Lesetext.

+ + +

Aber in der Stadt hatte sich längst die positive Grundstimmung verfestigt. Trotz aller Probleme etwa in den Randbezirken und beim sozialen Wohnungsbau, die gerne übersehen werden. Dennoch: Lang geplante Bauprojekte wie das neue Hochhausviertel um die Porta Nuova in der Innenstadt kamen zum Abschluss. Die Vergnügungsszene fand in umgestalteten ehemaligen Industrieanlagen (Zona Lambrate) oder am alten Kanalhafen (Darsena) neue Freiräume. Eine vierte Metro-Linie wurde fertig gestellt, eine fünfte ist in Bau. Die Verkehrsberuhigung der Innenstadt steigerte die Lebensqualität. Ein „grüner“ Strategieplan („Raggi verdi/Grüne Strahlen„) bietet die Chance zur nachhaltigen Stadtentwicklung. Die Expo, die die medialen Scheinwerfer auf Mailand richtete, führte diese Evolution nicht nur einem nationalen und internationalem Publikum vor Augen. Sondern ebenso viele Mailänder entdeckten verwundert, dass sie in einer auch urban attraktiven und kulturell quicklebendigen Stadt lebten.
Zwischen Jahrmarkt und inhaltlichen Debatten
Hohn und Spott über die teilweise mehr als holprige Vorbereitung der Weltausstellungen und vereinzelte Korruptionsfälle verblassten so nach der Eröffnung mit jeder Woche, in der sich die Expo als ein großes Volksfest erwies. Tagsüber für Familien, Schulklassen und Touristen, die sich nicht die Laune verderben ließen, wenn sie vor den beliebtesten Pavillons stundenlang Schlange stehen mussten. Und abends für hippe junge Leute und smarte Angestellte der Stadt, die zu den bis spät geöffneten internationalen Restaurants und Gourmetständen strömten. Das Thema dieser Weltausstellung „Den Planeten ernähren, Energie fürs Leben“ drohte jedoch in dieser fröhlichen Jahrmarktstimmung unterzugehen.
Der Philosoph Salvatore Veca von der Universität Pavia, der als Koordinator das wissenschaftliche Programm mit vorbereitet hat, zeigt sich im Gespräch dennoch nicht enttäuscht. Eine Weltausstellung, die Millionen Menschen anzieht, sei nun mal eine populäre Veranstaltung. Und sie habe sicher bei vielen Besuchern die Notwendigkeit eines mehr bewussten Umgangs mit Essen geweckt. Die Sensibilisierung breiter Besucherschichten sei ein erstes, wenn auch bescheidenes Erbe dieser Expo2015.

+ + +

Zeilen.

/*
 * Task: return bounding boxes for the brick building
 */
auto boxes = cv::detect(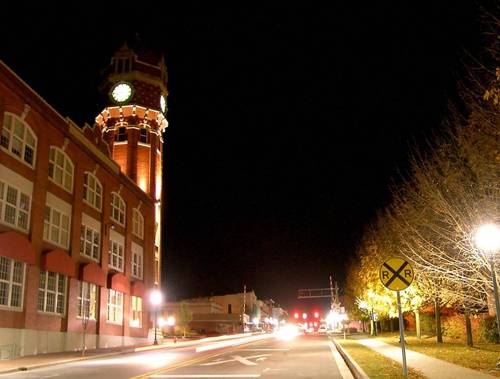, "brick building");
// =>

+ + +

Aufgaben.
**a.** Nenne alle Orte innerhalb Mailands, die im Lesetext mit Namen vorkommen.
**b.** Welches Thema hatte die Weltausstellung laut Lesetext?
**c.** Schreib den Lesetext über Mailand und die Expo nach seinem letzten Satz um einige Sätze weiter.

Lösungen.
**a.** Porta Nuova, Zona Lambrate, Darsena

**b.** „Den Planeten ernähren, Energie fürs Leben“

**c.**
In den sechs Monaten bis zum 31. Oktober hatte es jedoch am Rande der Weltausstellung eine ganze Reihe von Tagungen mit Fachleuten, Wissenschaftlern aber auch von politisch-diplomatischen Treffen gegeben, die dem Ernährungsthema gewidmet waren. Eine Hauptrolle spielten dabei die Themen, die unter der Leitung von Veca zusammen mit der Feltrinelli-Stiftung in einem interdisziplinären „Expo-Laboratorium“ entwickelt worden waren. Dabei ging es etwa um Produktionsketten von Nahrungsmitteln, um verschiedene Esskulturen, um wirtschaftlich und soziale Fragen zum Beispiel beim Zugang zu Lebensmitteln und schließlich um das Verhältnis Stadt/Land – seit dem Jahr 2007 leben mehr Menschen auf der Erde in Städten als im ländlichen Raum.
Die Charta von Mailand
Die Studien dieser verschiedenen Themenfelder führte schließlich zur Ausarbeitung einer „Charta von Mailand“, dem, so Salvatore Veca, „eigentlichen kulturellen Erbe der Expo2015.“ In diesem Dokument wird unter anderem der freie Zugang zu qualitätsvollen Nahrungsmitteln als Menschenrecht formuliert, das Missverhältnis zwischen Hunger einerseits und Überernährung andererseits kritisiert, die Verschwendung von Lebensmitteln beklagt, und das Bewusstsein geschärft, dass angesichts einer wachsenden Weltbevölkerung, die Problem nicht an zukünftige Generationen delegiert werden könne.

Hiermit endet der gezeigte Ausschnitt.